*Votre tâche*: Recopiez, s'il vous plaît, le passage du texte sur le chlordécone compris entre « Cette dimension symbolique » et « à différentes échelles. » inclus.

*Extrait du texte*:
Justin Daniel : Parce qu'il ne s'agit pas simplement d'une question de moyens. Dans cette affaire, il y a une dimension symbolique très forte. Il ne faut pas oublier que, particulièrement à la Martinique, l'empoisonnement au chlordécone et le scandale qui a suivi mettent en scène des acteurs socio-historiques. Et d'une façon ou d'une autre, l'imaginaire collectif hérité de cette histoire difficile, de ce passé qui ne passe pas, explique pourquoi la politique de l'Etat n'est pas suffisante (...)
Cette dimension symbolique explique pourquoi certains exigent, au-delà des politiques publiques mises en oeuvre (...), une forme de réparation y compris sur le plan symbolique et que justice soit rendue.
La population identifie très clairement des responsables à différents niveaux: ceux qui ont importé cette molécule, ceux qui ont assuré son utilisation en dépit des interdictions et puis il y a le rôle joué par les décideurs à différentes échelles.
Depuis cette crise, des associations et des collectifs citoyens se sont dotés de leur propre expertise et n'abordent pas simplement la question sous l'angle judiciaire (...) ils considèrent que, quoi qu'il advienne, il s'agit avant tout d'une décision politique. L'interrogation ne porte pas uniquement sur la faillite ou pas de la procédure qui a été suivie sur le plan judiciaire, elle porte sur la capacité de l'Etat à apporter une réponse politique à la situation. C'est ça qui est aussi en cause."

*Données*:
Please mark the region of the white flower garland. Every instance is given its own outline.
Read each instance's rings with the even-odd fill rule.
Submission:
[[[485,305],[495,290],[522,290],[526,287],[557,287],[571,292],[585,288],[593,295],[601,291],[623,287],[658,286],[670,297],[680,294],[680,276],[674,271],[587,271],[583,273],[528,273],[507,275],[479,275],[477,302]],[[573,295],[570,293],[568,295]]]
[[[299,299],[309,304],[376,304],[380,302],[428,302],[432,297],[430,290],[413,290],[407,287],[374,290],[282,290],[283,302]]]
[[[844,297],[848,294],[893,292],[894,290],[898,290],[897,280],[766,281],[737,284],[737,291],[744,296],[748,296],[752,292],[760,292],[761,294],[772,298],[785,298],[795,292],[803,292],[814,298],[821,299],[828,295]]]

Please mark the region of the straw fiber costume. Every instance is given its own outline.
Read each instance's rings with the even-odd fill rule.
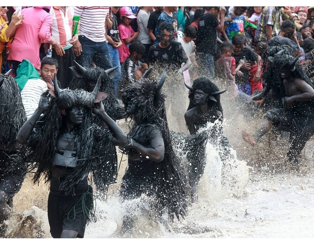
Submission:
[[[91,92],[95,87],[95,82],[99,76],[101,76],[101,81],[100,91],[106,93],[108,95],[106,99],[102,101],[105,110],[112,119],[117,120],[123,118],[124,110],[123,107],[120,106],[113,89],[113,82],[111,79],[116,76],[117,73],[115,70],[117,67],[105,70],[99,67],[90,67],[85,68],[74,61],[75,66],[70,68],[75,75],[69,86],[71,89],[81,88],[89,92]],[[94,121],[102,128],[106,127],[106,124],[100,120],[98,117],[94,116]],[[104,139],[106,141],[106,145],[111,144],[110,138]],[[103,172],[99,173],[96,169],[93,168],[93,175],[95,179],[94,182],[98,193],[101,195],[106,194],[108,190],[109,185],[116,183],[117,174],[117,156],[116,147],[111,145],[107,149],[111,152],[111,158],[109,162],[101,164],[103,166]],[[99,180],[100,181],[99,182]]]
[[[298,58],[282,53],[269,58],[275,73],[281,76],[280,81],[273,81],[272,88],[277,89],[284,108],[270,110],[266,115],[275,126],[281,125],[290,132],[287,155],[296,166],[300,163],[301,151],[314,133],[314,84],[297,62]]]
[[[16,81],[10,76],[0,74],[0,237],[5,231],[1,224],[8,216],[7,204],[13,208],[12,198],[25,177],[24,168],[7,169],[18,149],[15,136],[26,119]]]
[[[154,196],[160,215],[165,209],[172,220],[175,216],[179,219],[187,214],[187,185],[172,149],[161,92],[166,68],[158,83],[147,78],[152,69],[122,91],[127,113],[133,121],[128,145],[120,147],[127,151],[128,164],[121,194],[127,199],[144,194]]]
[[[97,93],[100,80],[91,93],[58,86],[54,92],[49,91],[55,98],[44,93],[38,108],[17,136],[17,142],[25,144],[19,161],[29,163],[34,183],[42,178],[50,182],[48,218],[54,238],[62,237],[65,230],[83,237],[86,223],[96,221],[88,175],[93,170],[100,173],[97,176],[100,178],[106,170],[99,163],[111,157],[107,149],[111,147],[108,139],[112,137],[109,130],[101,129],[92,120],[94,103],[106,95]]]
[[[197,196],[198,183],[206,164],[205,147],[207,141],[220,149],[219,155],[223,162],[230,154],[231,146],[223,131],[223,116],[220,103],[220,95],[226,89],[219,91],[216,85],[205,77],[196,79],[192,87],[185,84],[190,90],[190,104],[185,117],[191,135],[172,133],[176,145],[180,145],[182,152],[187,153],[191,197],[193,201],[197,200],[197,196]],[[214,125],[210,130],[203,130],[208,123]]]

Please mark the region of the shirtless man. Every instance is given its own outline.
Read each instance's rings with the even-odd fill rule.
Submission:
[[[281,83],[277,85],[282,91],[283,108],[268,111],[253,137],[246,136],[244,139],[255,145],[273,126],[281,124],[285,130],[290,132],[287,155],[293,168],[297,169],[300,163],[301,152],[314,134],[314,85],[296,62],[299,57],[282,55],[275,55],[272,59],[282,78]],[[258,100],[269,91],[263,90],[250,100]]]

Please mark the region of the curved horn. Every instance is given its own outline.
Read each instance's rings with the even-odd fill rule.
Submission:
[[[74,61],[74,64],[75,65],[75,66],[76,67],[76,68],[78,69],[78,71],[82,75],[83,75],[84,73],[85,73],[85,72],[86,71],[86,69],[85,68],[84,68],[83,67],[81,66],[80,65],[78,64],[77,62],[75,61]]]
[[[105,71],[106,72],[106,73],[108,75],[110,74],[111,72],[113,72],[117,68],[119,67],[119,66],[116,66],[115,67],[114,67],[113,68],[110,68],[109,69],[107,69]]]
[[[223,93],[224,93],[226,91],[227,91],[226,88],[225,89],[222,90],[221,91],[217,91],[216,92],[214,92],[213,93],[211,93],[209,94],[211,95],[217,95],[217,94],[221,94]]]
[[[52,82],[52,81],[51,81]],[[56,97],[59,96],[59,93],[60,92],[60,89],[58,86],[58,82],[57,81],[57,75],[55,73],[55,77],[53,78],[53,88],[54,89]]]
[[[193,88],[193,87],[192,86],[190,86],[189,85],[188,85],[187,84],[187,83],[185,82],[185,81],[184,81],[184,85],[185,85],[185,87],[189,89],[189,90],[191,91],[193,91],[194,90],[194,89]]]
[[[0,87],[1,87],[1,85],[2,85],[2,83],[3,83],[3,81],[4,81],[4,78],[2,78],[2,80],[0,81]]]
[[[149,74],[150,74],[150,72],[152,71],[152,70],[153,70],[153,67],[151,67],[148,68],[147,71],[145,72],[142,77],[143,77],[143,78],[147,78],[149,75]]]
[[[165,80],[166,79],[166,75],[167,75],[167,67],[164,69],[164,72],[162,73],[162,75],[160,77],[160,79],[157,83],[157,87],[156,87],[156,92],[160,90],[164,85]]]
[[[98,93],[98,91],[99,90],[99,87],[100,87],[100,83],[101,81],[101,75],[100,75],[99,76],[99,77],[98,77],[98,80],[97,80],[97,83],[96,83],[96,85],[95,86],[95,88],[94,88],[94,90],[92,92],[92,93],[94,94],[95,95],[97,95],[97,93]]]
[[[162,73],[162,75],[160,77],[160,79],[157,83],[157,86],[155,90],[156,93],[154,96],[154,100],[155,100],[154,105],[156,105],[159,101],[160,99],[160,97],[161,95],[161,88],[162,85],[164,85],[165,83],[165,80],[166,79],[166,75],[167,75],[167,67],[164,69],[164,72]]]
[[[290,62],[289,62],[289,67],[292,67],[294,66],[295,64],[295,62],[298,61],[299,59],[299,58],[300,57],[300,55],[298,55],[295,58],[295,59]]]
[[[11,71],[12,70],[12,69],[10,69],[7,72],[6,72],[4,74],[4,75],[9,75],[9,74],[10,74],[10,73],[11,72]]]

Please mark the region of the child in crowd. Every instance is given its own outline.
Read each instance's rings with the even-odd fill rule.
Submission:
[[[267,45],[265,42],[259,42],[257,43],[256,47],[252,47],[252,50],[254,52],[260,56],[263,56],[263,53],[264,51],[267,48]],[[261,66],[262,67],[263,64],[261,61]],[[256,90],[263,90],[263,82],[262,79],[262,74],[263,72],[261,71],[261,79],[259,81],[256,81],[255,78],[255,75],[257,71],[257,64],[254,64],[251,66],[250,69],[250,77],[249,81],[250,82],[250,85],[251,86],[251,91],[252,94]]]
[[[241,60],[236,68],[236,60],[231,56],[234,46],[231,43],[225,41],[221,45],[221,53],[216,61],[215,74],[217,76],[225,80],[229,93],[232,93],[234,98],[239,95],[238,87],[236,84],[235,76],[245,61]]]
[[[192,63],[192,65],[193,66],[193,68],[195,67],[196,64],[195,62],[196,46],[193,40],[196,39],[197,32],[197,30],[195,26],[190,25],[184,29],[184,34],[183,37],[182,38],[179,36],[178,37],[178,41],[182,45],[182,47],[185,52],[185,53],[187,54],[187,56],[190,58]],[[184,65],[184,64],[182,64],[182,66],[183,66]],[[189,69],[191,68],[191,67],[190,67],[190,68],[183,72],[184,81],[188,85],[191,85],[191,84],[189,71]]]
[[[119,35],[122,42],[122,45],[118,48],[120,63],[122,64],[130,55],[129,46],[130,44],[137,38],[139,32],[135,32],[130,23],[133,19],[137,17],[133,14],[132,10],[129,7],[122,7],[119,11],[121,18],[120,24],[118,26]]]
[[[141,59],[145,52],[145,46],[138,39],[130,45],[130,54],[123,64],[122,79],[120,83],[118,97],[121,96],[120,91],[127,84],[133,83],[140,79],[148,69],[146,63],[142,63]]]
[[[250,8],[252,8],[250,7]],[[253,7],[253,13],[252,15],[248,19],[248,21],[255,25],[257,24],[259,16],[263,10],[263,7]]]
[[[310,31],[310,27],[308,25],[302,26],[300,29],[300,32],[301,33],[303,39],[310,37],[311,35],[311,32]]]
[[[226,34],[230,42],[235,34],[244,34],[246,19],[243,14],[247,10],[247,7],[235,7],[234,8],[234,12],[233,19],[225,23]],[[227,18],[231,16],[231,14],[229,14],[227,16]]]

*Solution*:
Cette dimension symbolique explique pourquoi certains exigent, au-delà des politiques publiques mises en oeuvre (...), une forme de réparation y compris sur le plan symbolique et que justice soit rendue.
La population identifie très clairement des responsables à différents niveaux: ceux qui ont importé cette molécule, ceux qui ont assuré son utilisation en dépit des interdictions et puis il y a le rôle joué par les décideurs à différentes échelles.